* [What is being asked]
From the entries below, return exactly the lines beginning at the one that contains "Where the rings" and ending at the one that contains "342), (959, 247)]]", both of them included, and only those lines.

-------- Records

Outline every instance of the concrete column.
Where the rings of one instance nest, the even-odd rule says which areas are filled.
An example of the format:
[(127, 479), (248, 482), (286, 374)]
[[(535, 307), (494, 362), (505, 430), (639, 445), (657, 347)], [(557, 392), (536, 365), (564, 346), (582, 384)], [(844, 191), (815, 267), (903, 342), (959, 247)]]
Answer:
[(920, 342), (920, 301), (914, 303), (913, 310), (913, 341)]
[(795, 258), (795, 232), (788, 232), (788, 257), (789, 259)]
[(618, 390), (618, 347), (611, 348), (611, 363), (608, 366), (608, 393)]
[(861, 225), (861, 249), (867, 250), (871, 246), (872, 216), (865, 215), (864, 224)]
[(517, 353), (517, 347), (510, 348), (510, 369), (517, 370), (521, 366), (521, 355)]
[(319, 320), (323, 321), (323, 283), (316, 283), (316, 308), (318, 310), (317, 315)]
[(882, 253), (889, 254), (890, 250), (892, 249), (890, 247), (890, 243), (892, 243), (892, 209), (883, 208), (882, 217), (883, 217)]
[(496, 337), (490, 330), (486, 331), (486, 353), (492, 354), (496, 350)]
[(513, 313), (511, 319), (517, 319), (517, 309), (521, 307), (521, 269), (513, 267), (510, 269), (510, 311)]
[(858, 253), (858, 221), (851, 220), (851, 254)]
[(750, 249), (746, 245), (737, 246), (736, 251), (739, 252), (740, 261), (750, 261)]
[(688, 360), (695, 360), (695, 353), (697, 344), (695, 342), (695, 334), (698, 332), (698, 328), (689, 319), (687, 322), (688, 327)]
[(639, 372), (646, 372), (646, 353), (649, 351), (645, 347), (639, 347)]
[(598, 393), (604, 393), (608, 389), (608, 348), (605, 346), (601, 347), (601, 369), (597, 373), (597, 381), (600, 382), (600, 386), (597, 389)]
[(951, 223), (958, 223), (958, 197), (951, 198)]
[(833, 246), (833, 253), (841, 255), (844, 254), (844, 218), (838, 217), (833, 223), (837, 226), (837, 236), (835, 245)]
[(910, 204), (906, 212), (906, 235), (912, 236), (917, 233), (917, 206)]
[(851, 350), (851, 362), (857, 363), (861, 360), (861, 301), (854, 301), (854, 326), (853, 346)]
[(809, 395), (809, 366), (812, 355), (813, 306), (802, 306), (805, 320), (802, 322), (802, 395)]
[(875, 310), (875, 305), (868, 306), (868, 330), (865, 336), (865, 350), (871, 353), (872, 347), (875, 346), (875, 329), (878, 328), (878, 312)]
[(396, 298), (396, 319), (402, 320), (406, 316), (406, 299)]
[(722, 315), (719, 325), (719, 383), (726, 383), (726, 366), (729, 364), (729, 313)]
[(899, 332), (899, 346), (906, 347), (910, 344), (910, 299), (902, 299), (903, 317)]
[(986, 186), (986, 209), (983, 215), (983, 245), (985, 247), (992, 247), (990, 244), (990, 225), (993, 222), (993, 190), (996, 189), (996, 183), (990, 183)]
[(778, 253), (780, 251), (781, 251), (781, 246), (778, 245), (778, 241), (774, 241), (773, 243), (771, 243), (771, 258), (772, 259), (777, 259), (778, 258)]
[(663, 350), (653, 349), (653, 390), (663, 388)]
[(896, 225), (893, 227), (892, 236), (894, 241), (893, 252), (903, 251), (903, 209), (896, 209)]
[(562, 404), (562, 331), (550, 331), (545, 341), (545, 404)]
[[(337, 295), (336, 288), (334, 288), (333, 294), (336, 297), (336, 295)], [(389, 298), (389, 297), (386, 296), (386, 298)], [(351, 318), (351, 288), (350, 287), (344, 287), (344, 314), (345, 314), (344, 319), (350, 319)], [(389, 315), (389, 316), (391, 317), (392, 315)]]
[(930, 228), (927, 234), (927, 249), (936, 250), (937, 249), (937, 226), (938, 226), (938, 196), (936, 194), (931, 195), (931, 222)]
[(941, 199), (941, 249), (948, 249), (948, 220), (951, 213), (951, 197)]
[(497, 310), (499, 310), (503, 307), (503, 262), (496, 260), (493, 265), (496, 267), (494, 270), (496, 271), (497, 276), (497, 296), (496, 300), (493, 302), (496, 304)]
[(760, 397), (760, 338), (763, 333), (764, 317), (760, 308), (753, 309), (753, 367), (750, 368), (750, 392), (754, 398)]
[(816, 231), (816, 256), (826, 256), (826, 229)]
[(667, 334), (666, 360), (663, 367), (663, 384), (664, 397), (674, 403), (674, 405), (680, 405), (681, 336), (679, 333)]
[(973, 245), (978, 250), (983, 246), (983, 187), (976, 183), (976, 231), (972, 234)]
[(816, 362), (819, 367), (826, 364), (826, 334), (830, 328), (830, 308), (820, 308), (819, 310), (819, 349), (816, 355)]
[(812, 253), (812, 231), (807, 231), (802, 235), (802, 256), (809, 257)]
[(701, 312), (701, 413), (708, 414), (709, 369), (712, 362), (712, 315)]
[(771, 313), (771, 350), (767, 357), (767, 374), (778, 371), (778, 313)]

----------------

* [Solution to this task]
Where the rings of one instance nest, the even-odd rule says which areas are filled.
An example of the format:
[(127, 479), (248, 482), (286, 374)]
[[(535, 307), (494, 362), (505, 430), (639, 445), (657, 347)], [(557, 392), (536, 365), (564, 346), (582, 384)], [(844, 191), (815, 267), (903, 342), (959, 247)]]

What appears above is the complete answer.